◆ **To be done**: Count the lines below that contain the word "white", and reply with that number alone.

-------- Stored rows

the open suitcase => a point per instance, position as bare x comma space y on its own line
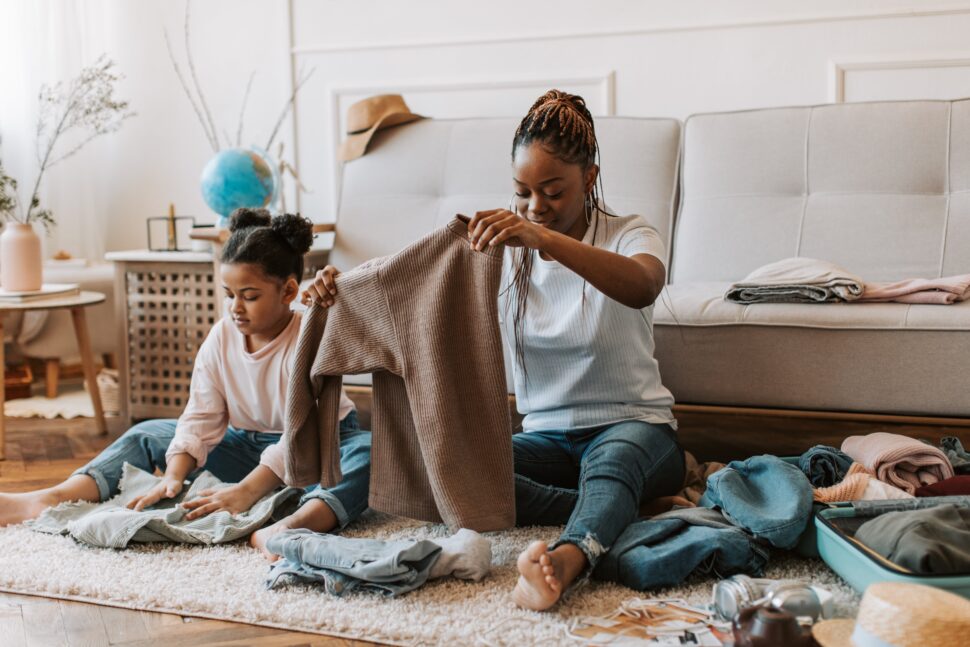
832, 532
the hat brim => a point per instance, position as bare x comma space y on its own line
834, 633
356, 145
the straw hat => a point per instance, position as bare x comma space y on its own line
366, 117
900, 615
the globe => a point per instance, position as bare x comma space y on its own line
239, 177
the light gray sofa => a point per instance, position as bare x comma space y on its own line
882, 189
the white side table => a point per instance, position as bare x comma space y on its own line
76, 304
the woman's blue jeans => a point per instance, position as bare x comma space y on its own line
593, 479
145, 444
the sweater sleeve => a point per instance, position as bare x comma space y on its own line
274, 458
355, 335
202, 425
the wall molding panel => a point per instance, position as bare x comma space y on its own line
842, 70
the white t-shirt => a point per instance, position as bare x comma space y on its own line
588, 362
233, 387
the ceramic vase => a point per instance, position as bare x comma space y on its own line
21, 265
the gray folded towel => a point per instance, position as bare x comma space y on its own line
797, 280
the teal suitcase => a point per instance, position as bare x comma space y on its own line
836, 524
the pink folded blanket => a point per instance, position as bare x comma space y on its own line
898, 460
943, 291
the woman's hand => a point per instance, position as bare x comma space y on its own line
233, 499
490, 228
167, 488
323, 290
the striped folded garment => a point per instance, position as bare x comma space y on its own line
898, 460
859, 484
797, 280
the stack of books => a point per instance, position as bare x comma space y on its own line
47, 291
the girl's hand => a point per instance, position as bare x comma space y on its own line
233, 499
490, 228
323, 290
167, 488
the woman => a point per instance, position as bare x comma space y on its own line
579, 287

----------------
-------- Stored rows

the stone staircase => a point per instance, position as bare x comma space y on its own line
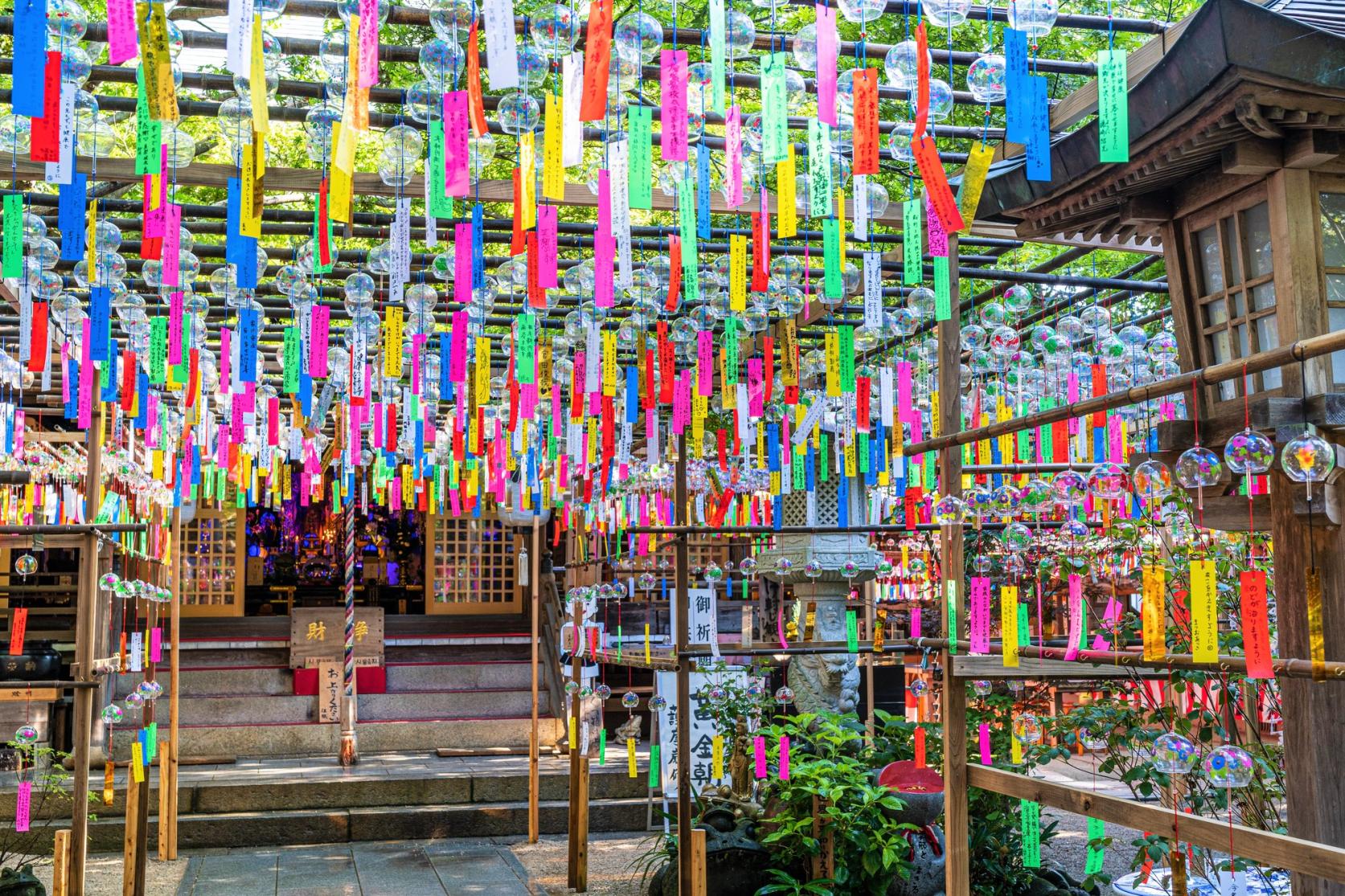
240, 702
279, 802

----------------
-------- Stored rows

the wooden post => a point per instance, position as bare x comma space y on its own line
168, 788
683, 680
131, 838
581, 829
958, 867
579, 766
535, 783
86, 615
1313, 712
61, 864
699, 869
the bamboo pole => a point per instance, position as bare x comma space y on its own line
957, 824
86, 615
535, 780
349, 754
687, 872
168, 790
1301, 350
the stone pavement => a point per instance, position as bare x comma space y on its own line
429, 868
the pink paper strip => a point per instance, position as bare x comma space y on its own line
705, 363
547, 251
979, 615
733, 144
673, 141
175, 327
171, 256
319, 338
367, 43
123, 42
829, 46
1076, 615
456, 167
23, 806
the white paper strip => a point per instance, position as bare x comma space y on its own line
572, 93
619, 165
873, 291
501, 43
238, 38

----------------

◆ **Complete response**: 3